▸ **Your objective**
Output the listing exactly as written, apart from its pictures.

▸ **Working data**
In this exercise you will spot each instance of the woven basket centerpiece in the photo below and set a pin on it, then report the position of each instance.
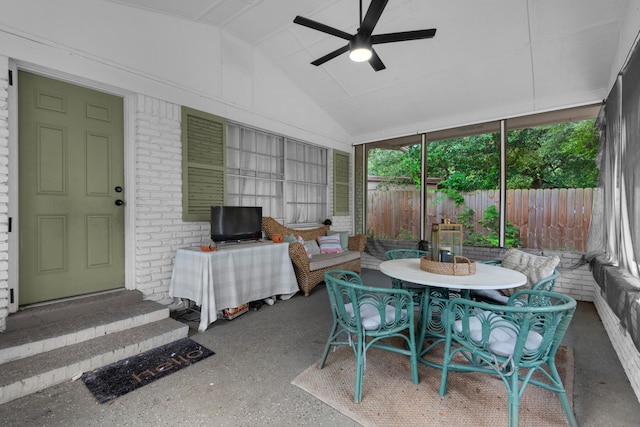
(461, 266)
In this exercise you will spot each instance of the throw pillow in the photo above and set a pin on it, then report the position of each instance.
(535, 267)
(344, 238)
(330, 244)
(313, 247)
(303, 243)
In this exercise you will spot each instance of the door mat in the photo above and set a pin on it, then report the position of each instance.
(119, 378)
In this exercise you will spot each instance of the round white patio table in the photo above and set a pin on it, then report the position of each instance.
(437, 292)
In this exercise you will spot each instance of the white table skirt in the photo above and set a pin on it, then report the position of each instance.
(231, 276)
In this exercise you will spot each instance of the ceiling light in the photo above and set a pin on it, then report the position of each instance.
(360, 54)
(360, 48)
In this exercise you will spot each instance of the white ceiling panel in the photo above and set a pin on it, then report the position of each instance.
(489, 58)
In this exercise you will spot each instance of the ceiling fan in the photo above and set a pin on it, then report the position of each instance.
(360, 46)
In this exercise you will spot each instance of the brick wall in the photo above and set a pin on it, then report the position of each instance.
(159, 229)
(621, 341)
(4, 192)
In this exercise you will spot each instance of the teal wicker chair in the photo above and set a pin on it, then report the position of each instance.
(496, 296)
(368, 317)
(513, 341)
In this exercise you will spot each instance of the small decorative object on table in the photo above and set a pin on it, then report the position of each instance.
(446, 241)
(460, 266)
(232, 313)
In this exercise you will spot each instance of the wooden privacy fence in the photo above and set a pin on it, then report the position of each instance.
(548, 219)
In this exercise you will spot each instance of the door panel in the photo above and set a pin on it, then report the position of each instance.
(70, 161)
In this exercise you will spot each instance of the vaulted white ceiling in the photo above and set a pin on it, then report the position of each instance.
(490, 59)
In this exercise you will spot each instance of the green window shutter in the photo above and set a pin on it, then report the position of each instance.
(204, 177)
(360, 188)
(340, 183)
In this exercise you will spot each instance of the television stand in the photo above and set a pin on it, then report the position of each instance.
(231, 276)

▸ **Response area**
In this exercise you will spot each instance of the woven basket centerpiece in the photo below and set a pin on it, then report the position of each instance.
(461, 266)
In this exercise you will spot each instance of the throw pillow in the photo above and set a pin on it, then report the position of each instance.
(535, 267)
(344, 238)
(330, 244)
(313, 247)
(303, 243)
In this exercise you will spot each instance of the door mat in the photo above and set a pin on it, then report the position of each instance.
(119, 378)
In this exercise you will spot each instance of the round white patio table in the photo above and set a pin on it, then report the position of each instance.
(437, 292)
In this exercise you will spot each instance of the white table skirt in the photo above and set a pin on it, then report the position of each instance.
(231, 276)
In this exercise you will spot each instance of the ceiling light in the photo above and set a pin on it, then report the position of each instance.
(360, 54)
(360, 48)
In this exercise you will spot each instance of the white ceiling panel in the photo above and set a pin on it, then report the position of each instance.
(489, 58)
In this exercise you will spot each instance of the ceiling fan in the photo above and set a pin on it, then report the position of each instance.
(360, 46)
In this exercise you will spot each instance of the brick wall in the photo above and set a pin on it, then report the position of each instance.
(159, 229)
(621, 341)
(4, 192)
In this exercise you will spot each instance of the teal wicker chair in the photo above and set a pin on it, then report the position of each instance.
(496, 296)
(368, 317)
(513, 341)
In this exercise you will spot each instance of the small decorative object on table in the photo above and set a pin on it, then report the position of each instance.
(446, 241)
(460, 266)
(232, 313)
In this exercise you will spot each instance of the wooden privacy fence in the photo above and set a pin on it, then report the position of each instance.
(548, 219)
In this exercise you will spot each instance of the door panel in the photo above and set a pin on it, then report the position of each instance.
(70, 161)
In this exercise you will spot each instance of the vaulted white ceiling in the photo above and set a pin on it, then report the position of each instance.
(490, 59)
In this exercise you will spot each instance of the green window shutter in the photo above and set a pin on it, then report the position of each instance.
(204, 177)
(360, 188)
(340, 183)
In this exercise you will spot each instance of the television stand in the photo above and set a pin on it, then report the position of each instance.
(231, 276)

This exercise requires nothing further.